Text passage:
-- Opening Marker --

In some cases, extremely well, but success rates still vary from patient to patient. The disease I work on, melanoma, has seen a massive change in treatment thanks to PD-1 inhibitor drugs. A decade ago, the expectation for stage IV melanoma patients was about six months to live. It was a real death sentence. Then PD-1 drugs arrived. Clinicians never used to use the word “cure” when they talked about melanoma, but we’re now seeing effective cures in about a third of our advanced-stage melanoma patients. That’s remarkable, transformational, but it still leaves two-thirds of patients who are not getting cured.
Why are we seeing only a 30 percent success rate? What needs to improve to make these drugs more effective?
The reasons that those patients aren’t getting cured varies widely and we still don’t understand this problem fully. Some people may not get enough reinvigoration of their exhausted T cells. Some may not have had a T cell response to their cancer to begin with, which is often the case in diseases like pancreatic cancer. It’s much more difficult to convince the immune system to fight a cancer if it never started on its own. In other cases, the immune response did everything it was supposed to do, and the tumor mutated, so now the immune system can’t recognize it anymore. In a case like that, a patient can take anti-PD-1 drugs, have a pretty good response where the immune system fights their tumor, and all of a sudden the tumor mutates and the treatment stops working.
Those are three of the big classes of problems that we still have to address, and each of those affects a huge number of cancer patients. The proportions may differ depending on whether you’re talking about melanoma or lung cancer or colorectal cancer, but each of these cases needs more research and clinical trials. So despite this really truly transformational advance in medicine, there are still many questions to answer and we still have a long way to go.
An exhausted T cell. In June, Omar Khan, John Wherry and others published a paper in Nature linking the presence of a protein, TOX (stained blue), with the T cell exhausted state. Pink shows DNA, while white highlights the cell surface.
CREDIT: JOHN WHERRY / PENN MEDICINE
Are there cancers that don’t respond to these sorts of drugs?
Yes. PD-1 drugs are really only effective for cancers that trigger an immune response. Most melanomas arise from ultraviolet radiation-induced mutations, and as far as the immune system is concerned, that makes them look as foreign as a virus or bacterium. So when you have tumors that have a lot of mutations, they look really foreign, and the immune system triggers its “on” switch. But in other tumors, like in pancreatic cancer, some types of brain cancer, some sarcomas, there are very few mutations, and the immune system doesn’t have a strong “on” switch. In order to treat those with immunotherapy, you would need to make sure that the immune system has some way to recognize the tumor.
Are there other diseases besides cancer that could benefit from reversing T cell exhaustion?
Well, chronic infectious disease is a big one. There are trials in HIV and hepatitis infections to give anti–PD-1 drugs, and there’s some talk about malaria as well. Autoimmunity would be another big one. For those patients, you’d want to go in and activate the PD-1 pathway instead of blocking it to slow down an immune response.
There’s a growing body of evidence that pathways like PD-1 play a role in many other diseases, however, like Alzheimer’s and other neurodegenerative disease. There’s some evidence perhaps that it could work for cardiovascular disease as well.
What do these treatments mean for the future of medicine? Could you see a future where we can treat chronic disease by just manipulating our immune systems?
I think that’s exactly the aspirational goal. It’s going to take decades to get there, but that’s why things are so exciting right now. If we truly understand how to tune the dial for the immune system, then what we’re doing in cancer opens the door to treat other diseases as well. We’re now giving drugs that are essentially retraining and reprogramming how the immune system works. If you fast forward and take what’s happening to its logical extension, that’s the goal: to really think about how we can make precision immune therapy part of our normal clinical operation.

-- Closing Marker --

Required tasks:
**a)** Drawing on the passage on PD-1 immunotherapy, explain why PD-1 drugs work for most melanomas but not for cancers such as pancreatic cancer. Answer in one to three sentences.
**b)** Repeat the wording of the passage on PD-1 immunotherapy from "In some cases, extremely" up to and including "not getting cured.".

Data section:
-- Opening Marker --

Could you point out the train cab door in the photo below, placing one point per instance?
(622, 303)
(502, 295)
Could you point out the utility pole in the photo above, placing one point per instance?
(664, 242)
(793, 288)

-- Closing Marker --

Solutions to the tasks:
**a)** Most melanomas arise from mutations caused by ultraviolet radiation. Their many mutations make them look as foreign to the immune system as a virus or bacterium, so the immune system switches on, and PD-1 drugs work only on cancers that trigger an immune response. Tumors such as pancreatic cancer have very few mutations, so the immune system has no strong "on" switch against them.

**b)**
In some cases, extremely well, but success rates still vary from patient to patient. The disease I work on, melanoma, has seen a massive change in treatment thanks to PD-1 inhibitor drugs. A decade ago, the expectation for stage IV melanoma patients was about six months to live. It was a real death sentence. Then PD-1 drugs arrived. Clinicians never used to use the word “cure” when they talked about melanoma, but we’re now seeing effective cures in about a third of our advanced-stage melanoma patients. That’s remarkable, transformational, but it still leaves two-thirds of patients who are not getting cured.